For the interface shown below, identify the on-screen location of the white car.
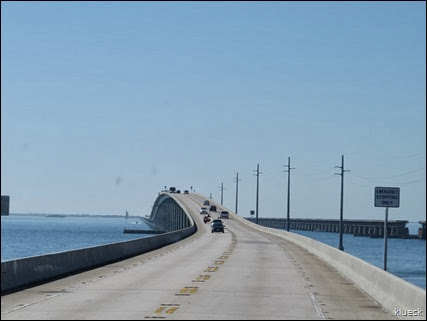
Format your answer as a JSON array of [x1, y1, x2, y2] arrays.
[[219, 211, 229, 219]]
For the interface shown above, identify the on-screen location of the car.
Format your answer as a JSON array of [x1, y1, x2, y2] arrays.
[[211, 219, 224, 233], [219, 211, 229, 219]]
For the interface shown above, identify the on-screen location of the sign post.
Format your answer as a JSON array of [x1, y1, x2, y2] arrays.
[[375, 187, 400, 271]]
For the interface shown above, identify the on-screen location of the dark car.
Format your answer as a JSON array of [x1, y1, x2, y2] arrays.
[[219, 211, 229, 219], [211, 220, 224, 233]]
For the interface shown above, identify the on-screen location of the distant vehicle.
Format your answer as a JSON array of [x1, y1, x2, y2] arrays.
[[211, 219, 224, 233], [219, 211, 229, 219]]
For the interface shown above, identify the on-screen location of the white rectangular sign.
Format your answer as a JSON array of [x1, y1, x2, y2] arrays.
[[375, 187, 400, 207]]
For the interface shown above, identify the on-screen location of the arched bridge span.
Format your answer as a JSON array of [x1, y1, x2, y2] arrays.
[[145, 193, 194, 232]]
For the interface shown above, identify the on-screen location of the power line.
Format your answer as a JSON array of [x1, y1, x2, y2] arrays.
[[335, 155, 349, 251], [234, 172, 241, 214], [219, 183, 224, 205], [283, 157, 295, 232], [254, 164, 262, 224]]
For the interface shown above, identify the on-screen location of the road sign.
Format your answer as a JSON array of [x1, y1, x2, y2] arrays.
[[375, 187, 400, 207]]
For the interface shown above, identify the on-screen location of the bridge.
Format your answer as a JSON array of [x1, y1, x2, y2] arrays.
[[246, 217, 409, 238], [1, 193, 426, 320]]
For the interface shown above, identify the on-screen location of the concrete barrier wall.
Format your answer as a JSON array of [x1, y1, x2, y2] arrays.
[[228, 210, 426, 320], [1, 221, 196, 293]]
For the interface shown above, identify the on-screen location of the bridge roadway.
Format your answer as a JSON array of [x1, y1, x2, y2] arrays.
[[1, 194, 394, 320]]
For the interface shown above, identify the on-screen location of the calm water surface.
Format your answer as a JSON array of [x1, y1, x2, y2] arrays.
[[291, 223, 426, 289], [1, 214, 152, 261]]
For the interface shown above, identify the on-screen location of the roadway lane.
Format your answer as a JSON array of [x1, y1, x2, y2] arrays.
[[1, 194, 392, 320]]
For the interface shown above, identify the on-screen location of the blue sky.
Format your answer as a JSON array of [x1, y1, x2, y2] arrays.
[[1, 1, 426, 221]]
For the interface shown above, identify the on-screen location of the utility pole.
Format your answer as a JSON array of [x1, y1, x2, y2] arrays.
[[335, 155, 350, 251], [283, 157, 295, 232], [234, 172, 241, 214], [255, 164, 262, 224], [220, 183, 224, 205]]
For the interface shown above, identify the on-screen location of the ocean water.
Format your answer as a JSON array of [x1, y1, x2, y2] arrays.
[[1, 214, 426, 289], [290, 223, 426, 289], [1, 214, 152, 262]]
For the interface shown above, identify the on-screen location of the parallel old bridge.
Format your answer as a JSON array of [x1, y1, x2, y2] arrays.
[[1, 193, 426, 320], [246, 218, 409, 238]]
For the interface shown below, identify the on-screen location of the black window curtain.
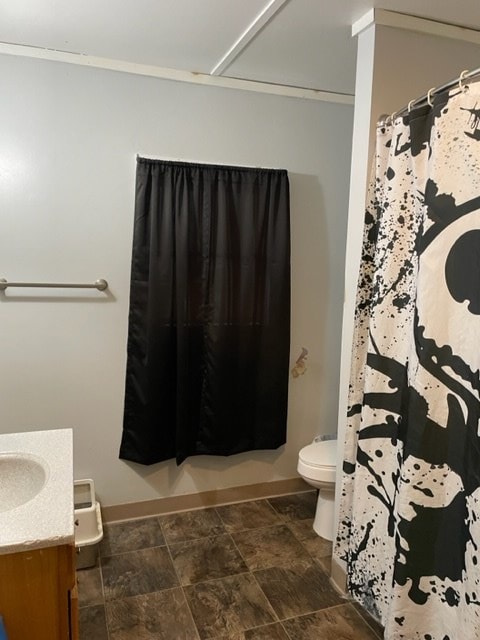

══════

* **Challenge**: Switch "interface" to "photo" wherever it occurs in the rows above, and write out all the rows again with nothing else altered. Leave the pictures out.

* **Expected answer**:
For the photo shown below, identify the on-screen location of the white car.
Format your answer as a JSON array of [x1, y1, x2, y2] arrays.
[[219, 211, 229, 219]]
For the photo shown above, identify the on-screen location of the car.
Format your answer as a JSON array of [x1, y1, x2, y2] arrays.
[[211, 219, 224, 233], [219, 211, 229, 219]]
For the photo shown above, identify the on-screen location of the sign post.
Format your answer as a JSON array of [x1, y1, x2, y2] arrays.
[[375, 187, 400, 271]]
For the photo shown above, identify the on-screen location of the dark car.
Format your answer as a JSON array of [x1, y1, x2, y2] arrays.
[[219, 211, 229, 219], [211, 220, 224, 233]]
For the photo shown above, identify the on-screen location of the distant vehicle.
Format your answer as a JSON array of [x1, y1, x2, y2] arrays.
[[211, 219, 224, 233], [219, 211, 229, 219]]
For the photo shown above, identify the on-screen location of the white rectangular sign.
Format your answer as a JSON array of [x1, y1, x2, y2] arrays.
[[375, 187, 400, 207]]
For the photo shown above, identify the on-screen location of the arched bridge span.
Format your answer as a JSON array of [x1, y1, x2, y2] arrays.
[[145, 193, 194, 232]]
For the photo shown above, identify the on-screen location of the power line.
Format your answer as a JSON array of [x1, y1, x2, y2] arrays.
[[335, 155, 349, 251], [234, 172, 241, 214], [219, 183, 224, 205], [283, 157, 295, 232], [254, 164, 262, 224]]
For the photo shown above, identify the on-screen location of the road sign.
Format your answer as a JSON array of [x1, y1, x2, y2] arrays.
[[375, 187, 400, 207]]
For the photo shown above, identify the on-screen location of the bridge.
Format your answer as a JSON array of [x1, y1, x2, y2] arrays.
[[246, 217, 409, 238], [1, 193, 426, 320]]
For the photo shown above, identify the on-screen location of the concrete barrier wall.
Format your answer as a JSON array of [x1, y1, x2, y2] arrays.
[[228, 210, 426, 320], [1, 221, 196, 293]]
For the photo shown above, identify the on-screen location of the bridge roadway.
Format your answer as a JSON array of [x1, y1, x2, y2] arrays.
[[1, 194, 394, 320]]
For the photo shown above, identify the on-screen location of the calm water surface.
Format your answer as a JSON array of [x1, y1, x2, y2] arrays.
[[291, 223, 426, 289], [1, 214, 152, 261]]
For the photo shown above, identify the on-screen location of the roadway lane.
Format your answer as a JSON array of [x1, y1, x2, y2] arrays.
[[1, 194, 392, 320]]
For the photo shown above, identify the on-screen location of the blue sky.
Format your answer as a JSON array of [x1, y1, x2, y2] arrays.
[[1, 1, 426, 221]]
For the photo shown above, identify the on-screen location of the utility pole.
Format your answer as a JSON array of [x1, y1, x2, y2] arrays.
[[335, 155, 350, 251], [283, 157, 295, 232], [234, 172, 241, 214], [255, 164, 262, 224], [220, 183, 224, 205]]
For the photo shown above, identify the on-screen location of the ocean water.
Format your answer as a JSON array of [x1, y1, x2, y2] arrays.
[[1, 214, 426, 289], [290, 223, 426, 289], [1, 214, 152, 262]]
For the photo shown above, identify the on-screen location of the parallel old bridge.
Format your answer as a JSON array of [x1, y1, x2, y2] arrays.
[[1, 193, 426, 320], [246, 218, 409, 238]]
For the photo shown below, identify the on-screen location of the black window curtain.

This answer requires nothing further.